CHALLENGE – Turn every line of the listing below into a numbered list, leaving out any blank lines.

— Start SUPPLIED RECORDS —

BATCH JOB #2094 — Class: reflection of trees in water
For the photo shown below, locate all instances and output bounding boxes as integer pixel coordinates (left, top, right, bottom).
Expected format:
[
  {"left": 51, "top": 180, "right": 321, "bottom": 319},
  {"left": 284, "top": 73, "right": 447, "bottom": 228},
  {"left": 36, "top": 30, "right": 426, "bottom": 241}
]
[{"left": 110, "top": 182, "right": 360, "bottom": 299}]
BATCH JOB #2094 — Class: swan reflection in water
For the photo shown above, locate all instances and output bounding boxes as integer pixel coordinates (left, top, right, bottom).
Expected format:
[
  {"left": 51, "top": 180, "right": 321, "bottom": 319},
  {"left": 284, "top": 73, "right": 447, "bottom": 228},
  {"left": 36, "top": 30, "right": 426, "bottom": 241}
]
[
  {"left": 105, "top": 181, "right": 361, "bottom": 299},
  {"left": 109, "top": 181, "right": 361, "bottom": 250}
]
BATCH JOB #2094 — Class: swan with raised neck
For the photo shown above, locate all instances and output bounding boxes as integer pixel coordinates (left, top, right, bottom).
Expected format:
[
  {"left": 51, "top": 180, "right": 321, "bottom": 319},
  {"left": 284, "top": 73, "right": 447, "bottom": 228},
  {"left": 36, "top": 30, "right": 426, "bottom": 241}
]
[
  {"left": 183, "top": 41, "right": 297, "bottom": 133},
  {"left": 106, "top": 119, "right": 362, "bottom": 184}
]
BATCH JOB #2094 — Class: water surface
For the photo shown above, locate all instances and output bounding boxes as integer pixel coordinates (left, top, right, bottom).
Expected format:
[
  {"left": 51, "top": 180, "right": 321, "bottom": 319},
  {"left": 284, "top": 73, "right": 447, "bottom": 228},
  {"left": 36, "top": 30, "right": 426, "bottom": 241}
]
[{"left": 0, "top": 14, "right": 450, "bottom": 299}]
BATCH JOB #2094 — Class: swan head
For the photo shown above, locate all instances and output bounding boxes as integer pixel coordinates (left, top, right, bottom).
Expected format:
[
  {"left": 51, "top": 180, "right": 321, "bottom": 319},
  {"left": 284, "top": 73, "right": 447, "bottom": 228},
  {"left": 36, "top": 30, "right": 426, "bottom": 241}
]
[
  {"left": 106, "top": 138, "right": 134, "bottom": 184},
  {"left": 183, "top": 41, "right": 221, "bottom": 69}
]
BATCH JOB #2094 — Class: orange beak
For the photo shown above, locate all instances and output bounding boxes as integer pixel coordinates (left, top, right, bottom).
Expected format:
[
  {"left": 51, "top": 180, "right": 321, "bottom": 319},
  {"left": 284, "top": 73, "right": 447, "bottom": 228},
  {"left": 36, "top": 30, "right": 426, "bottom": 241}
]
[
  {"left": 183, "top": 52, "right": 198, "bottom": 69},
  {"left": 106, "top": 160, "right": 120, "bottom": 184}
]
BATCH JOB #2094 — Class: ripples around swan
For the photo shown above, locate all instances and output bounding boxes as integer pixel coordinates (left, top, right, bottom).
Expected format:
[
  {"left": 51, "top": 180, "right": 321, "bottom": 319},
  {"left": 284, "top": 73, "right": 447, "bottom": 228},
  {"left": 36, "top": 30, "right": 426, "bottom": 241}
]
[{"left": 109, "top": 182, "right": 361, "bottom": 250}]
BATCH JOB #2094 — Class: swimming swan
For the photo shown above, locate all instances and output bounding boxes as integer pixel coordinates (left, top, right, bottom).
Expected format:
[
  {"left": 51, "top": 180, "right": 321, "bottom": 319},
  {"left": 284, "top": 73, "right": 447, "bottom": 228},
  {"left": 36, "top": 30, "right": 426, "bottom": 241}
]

— End SUPPLIED RECORDS —

SOLVED PROBLEM –
1. BATCH JOB #2094 — Class: reflection of trees in water
2. For the photo shown below, locate all instances and output bounding boxes as integer pixel coordinates (left, top, right, bottom).
3. Expected format:
4. [
5.   {"left": 51, "top": 180, "right": 321, "bottom": 319},
6.   {"left": 284, "top": 73, "right": 447, "bottom": 228},
7.   {"left": 36, "top": 30, "right": 426, "bottom": 241}
8. ]
9. [{"left": 110, "top": 182, "right": 360, "bottom": 299}]
10. BATCH JOB #2094 — Class: swan reflection in water
11. For the photo shown above, locate all instances and output bounding boxes as integer pixel coordinates (left, top, right, bottom).
12. Expected format:
13. [
14.   {"left": 51, "top": 180, "right": 321, "bottom": 319},
15.   {"left": 284, "top": 73, "right": 447, "bottom": 228},
16.   {"left": 36, "top": 30, "right": 426, "bottom": 241}
17. ]
18. [
19.   {"left": 105, "top": 181, "right": 361, "bottom": 299},
20.   {"left": 109, "top": 181, "right": 361, "bottom": 250}
21. ]
22. BATCH JOB #2094 — Class: swan with raised neck
23. For the photo shown above, locate all instances and output bounding boxes as integer pixel coordinates (left, top, right, bottom).
24. Expected format:
25. [
26.   {"left": 51, "top": 180, "right": 321, "bottom": 319},
27.   {"left": 284, "top": 73, "right": 447, "bottom": 228},
28.   {"left": 36, "top": 30, "right": 426, "bottom": 241}
29. ]
30. [
31.   {"left": 183, "top": 41, "right": 297, "bottom": 133},
32.   {"left": 106, "top": 119, "right": 362, "bottom": 184}
33. ]
34. BATCH JOB #2094 — Class: water surface
35. For the photo shown above, locate all instances and output bounding boxes as integer pixel coordinates (left, top, right, bottom).
36. Expected format:
37. [
38.   {"left": 51, "top": 180, "right": 321, "bottom": 319},
39.   {"left": 284, "top": 73, "right": 447, "bottom": 228},
40.   {"left": 36, "top": 30, "right": 426, "bottom": 241}
41. ]
42. [{"left": 0, "top": 14, "right": 450, "bottom": 299}]
43. BATCH JOB #2094 — Class: swan head
44. For the photo shown above, locate all instances and output bounding boxes as integer pixel coordinates (left, top, right, bottom).
45. Expected format:
46. [
47.   {"left": 51, "top": 180, "right": 321, "bottom": 319},
48.   {"left": 284, "top": 73, "right": 447, "bottom": 228},
49.   {"left": 36, "top": 30, "right": 426, "bottom": 241}
50. ]
51. [
52.   {"left": 106, "top": 138, "right": 134, "bottom": 184},
53.   {"left": 183, "top": 41, "right": 221, "bottom": 69}
54. ]
55. BATCH JOB #2094 — Class: orange beak
56. For the photo shown above, locate all instances and output bounding boxes as integer pixel coordinates (left, top, right, bottom).
57. Expected format:
58. [
59.   {"left": 51, "top": 180, "right": 321, "bottom": 319},
60.   {"left": 284, "top": 73, "right": 447, "bottom": 228},
61.   {"left": 36, "top": 30, "right": 426, "bottom": 241}
62. ]
63. [
64.   {"left": 183, "top": 52, "right": 198, "bottom": 69},
65.   {"left": 106, "top": 160, "right": 120, "bottom": 184}
66. ]
67. BATCH JOB #2094 — Class: ripples around swan
68. For the photo shown above, locate all instances and output bounding boxes as integer pixel coordinates (left, top, right, bottom).
69. Expected format:
70. [
71.   {"left": 51, "top": 180, "right": 321, "bottom": 319},
72.   {"left": 284, "top": 73, "right": 447, "bottom": 228},
73.   {"left": 36, "top": 30, "right": 426, "bottom": 241}
74. ]
75. [{"left": 109, "top": 182, "right": 361, "bottom": 250}]
76. BATCH JOB #2094 — Class: swimming swan
77. For the photo shown above, locate all instances and output bounding boxes as integer pixel coordinates (left, top, right, bottom).
78. Expected format:
79. [
80.   {"left": 51, "top": 180, "right": 321, "bottom": 319},
81.   {"left": 284, "top": 73, "right": 447, "bottom": 228},
82.   {"left": 36, "top": 30, "right": 426, "bottom": 241}
83. ]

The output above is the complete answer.